#### Material for this task
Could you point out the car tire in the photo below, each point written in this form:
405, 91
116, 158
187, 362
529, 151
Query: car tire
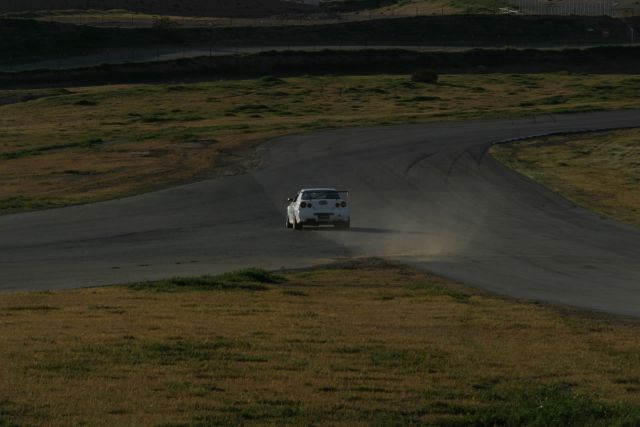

#### Aim of the task
The answer should consist of every line from the listing above that includes the word "tire".

#### Task response
Could you point out the car tire in the photo below, each point written in this form:
Query: car tire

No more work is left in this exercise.